TASK BRIEF - Gather every line of the listing below that contains the string "with" and copy each one in full.
-=-=-
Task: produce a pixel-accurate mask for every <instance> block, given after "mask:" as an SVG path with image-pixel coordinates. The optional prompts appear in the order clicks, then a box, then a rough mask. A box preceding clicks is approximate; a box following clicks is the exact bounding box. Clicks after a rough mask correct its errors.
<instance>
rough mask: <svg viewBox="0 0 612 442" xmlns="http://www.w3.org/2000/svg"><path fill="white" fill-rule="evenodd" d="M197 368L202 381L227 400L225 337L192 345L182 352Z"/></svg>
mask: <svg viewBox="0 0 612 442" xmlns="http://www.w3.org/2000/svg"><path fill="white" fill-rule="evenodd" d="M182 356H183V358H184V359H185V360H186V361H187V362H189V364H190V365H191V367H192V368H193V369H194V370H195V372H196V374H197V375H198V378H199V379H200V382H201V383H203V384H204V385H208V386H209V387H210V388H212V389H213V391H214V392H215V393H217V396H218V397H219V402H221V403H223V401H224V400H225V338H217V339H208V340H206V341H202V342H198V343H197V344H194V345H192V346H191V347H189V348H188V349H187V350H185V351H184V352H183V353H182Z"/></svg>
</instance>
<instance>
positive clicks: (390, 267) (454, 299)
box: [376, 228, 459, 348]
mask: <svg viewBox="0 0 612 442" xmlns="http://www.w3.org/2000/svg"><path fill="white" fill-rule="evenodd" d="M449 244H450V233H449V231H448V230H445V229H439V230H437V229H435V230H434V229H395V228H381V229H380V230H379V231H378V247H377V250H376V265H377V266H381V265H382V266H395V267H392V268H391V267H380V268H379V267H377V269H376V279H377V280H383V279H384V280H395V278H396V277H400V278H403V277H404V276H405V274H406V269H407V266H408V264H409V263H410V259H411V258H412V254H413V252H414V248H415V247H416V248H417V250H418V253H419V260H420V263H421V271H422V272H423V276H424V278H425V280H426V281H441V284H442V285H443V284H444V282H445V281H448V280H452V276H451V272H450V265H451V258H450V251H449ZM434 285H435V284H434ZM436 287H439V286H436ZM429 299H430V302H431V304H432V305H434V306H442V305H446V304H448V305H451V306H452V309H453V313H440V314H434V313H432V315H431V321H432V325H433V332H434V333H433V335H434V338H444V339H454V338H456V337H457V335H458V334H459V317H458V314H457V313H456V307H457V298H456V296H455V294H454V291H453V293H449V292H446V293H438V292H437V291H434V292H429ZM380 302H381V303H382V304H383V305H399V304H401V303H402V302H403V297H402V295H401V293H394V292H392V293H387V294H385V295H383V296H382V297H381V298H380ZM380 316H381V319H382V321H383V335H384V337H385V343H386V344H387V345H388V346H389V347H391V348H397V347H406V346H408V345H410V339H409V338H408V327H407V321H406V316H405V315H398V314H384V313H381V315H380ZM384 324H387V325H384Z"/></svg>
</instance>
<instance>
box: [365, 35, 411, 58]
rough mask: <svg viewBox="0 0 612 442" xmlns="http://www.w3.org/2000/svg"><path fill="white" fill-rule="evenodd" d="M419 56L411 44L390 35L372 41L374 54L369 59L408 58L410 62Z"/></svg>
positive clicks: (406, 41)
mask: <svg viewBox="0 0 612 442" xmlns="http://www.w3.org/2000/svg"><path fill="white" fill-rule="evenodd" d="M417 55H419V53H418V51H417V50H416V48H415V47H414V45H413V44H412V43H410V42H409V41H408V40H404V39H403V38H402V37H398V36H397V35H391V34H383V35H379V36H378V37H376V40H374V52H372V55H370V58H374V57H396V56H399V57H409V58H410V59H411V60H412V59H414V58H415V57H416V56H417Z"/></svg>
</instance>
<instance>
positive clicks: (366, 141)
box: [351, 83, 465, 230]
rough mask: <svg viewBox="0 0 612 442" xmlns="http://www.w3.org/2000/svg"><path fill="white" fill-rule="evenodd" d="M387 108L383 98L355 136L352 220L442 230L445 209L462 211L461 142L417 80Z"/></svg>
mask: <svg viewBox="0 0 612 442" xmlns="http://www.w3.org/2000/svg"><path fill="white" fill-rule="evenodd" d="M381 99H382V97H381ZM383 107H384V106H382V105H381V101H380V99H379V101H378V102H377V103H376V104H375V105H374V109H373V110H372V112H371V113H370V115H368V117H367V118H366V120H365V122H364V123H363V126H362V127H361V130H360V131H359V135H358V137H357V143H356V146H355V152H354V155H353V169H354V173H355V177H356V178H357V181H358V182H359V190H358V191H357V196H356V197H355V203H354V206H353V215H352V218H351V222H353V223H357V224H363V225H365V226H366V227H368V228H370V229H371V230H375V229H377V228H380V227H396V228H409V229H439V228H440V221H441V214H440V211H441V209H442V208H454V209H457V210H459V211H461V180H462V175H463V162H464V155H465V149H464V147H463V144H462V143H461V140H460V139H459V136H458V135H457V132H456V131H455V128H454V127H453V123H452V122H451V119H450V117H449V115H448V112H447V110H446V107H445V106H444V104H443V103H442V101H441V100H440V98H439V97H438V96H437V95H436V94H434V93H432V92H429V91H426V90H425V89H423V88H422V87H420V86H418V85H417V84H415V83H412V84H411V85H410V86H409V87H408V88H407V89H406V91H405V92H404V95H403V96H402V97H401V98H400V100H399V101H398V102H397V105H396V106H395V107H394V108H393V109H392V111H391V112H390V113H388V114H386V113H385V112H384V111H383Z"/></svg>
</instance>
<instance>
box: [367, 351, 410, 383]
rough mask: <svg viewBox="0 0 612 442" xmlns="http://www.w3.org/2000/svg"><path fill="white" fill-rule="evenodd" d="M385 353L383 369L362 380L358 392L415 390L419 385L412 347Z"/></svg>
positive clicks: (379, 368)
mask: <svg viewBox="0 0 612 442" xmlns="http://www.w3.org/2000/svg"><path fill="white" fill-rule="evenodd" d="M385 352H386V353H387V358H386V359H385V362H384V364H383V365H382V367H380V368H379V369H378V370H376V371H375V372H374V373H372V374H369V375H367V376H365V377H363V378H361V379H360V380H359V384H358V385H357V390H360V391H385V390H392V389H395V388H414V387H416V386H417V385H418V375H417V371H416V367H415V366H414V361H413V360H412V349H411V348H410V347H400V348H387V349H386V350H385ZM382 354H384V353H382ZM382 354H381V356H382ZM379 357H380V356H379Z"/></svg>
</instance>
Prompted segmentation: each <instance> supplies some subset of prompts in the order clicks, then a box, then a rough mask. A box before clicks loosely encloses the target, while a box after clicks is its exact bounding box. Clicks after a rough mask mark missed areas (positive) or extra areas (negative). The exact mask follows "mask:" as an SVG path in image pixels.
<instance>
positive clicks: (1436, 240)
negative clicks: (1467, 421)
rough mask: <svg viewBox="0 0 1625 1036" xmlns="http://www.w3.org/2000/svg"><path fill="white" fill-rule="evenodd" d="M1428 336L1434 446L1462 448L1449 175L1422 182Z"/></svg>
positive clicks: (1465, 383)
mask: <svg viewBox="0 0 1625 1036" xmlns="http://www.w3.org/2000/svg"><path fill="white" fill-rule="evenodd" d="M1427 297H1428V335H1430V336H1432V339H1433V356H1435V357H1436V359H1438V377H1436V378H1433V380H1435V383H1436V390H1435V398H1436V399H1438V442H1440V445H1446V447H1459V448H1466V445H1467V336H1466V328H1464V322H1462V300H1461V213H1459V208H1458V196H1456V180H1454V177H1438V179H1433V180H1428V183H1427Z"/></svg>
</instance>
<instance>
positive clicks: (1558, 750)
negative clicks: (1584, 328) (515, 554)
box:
-=-=-
YOUR RESPONSE -
Task: produce a pixel-accurate mask for every <instance> block, given after "mask:" as an SVG path with image-pixel coordinates. The optional prompts appear in the order clicks, then a box, then a rough mask. A box preceding clicks is approximate; a box following clicks is the exact bounding box. Clicks after a rough mask correct its errors.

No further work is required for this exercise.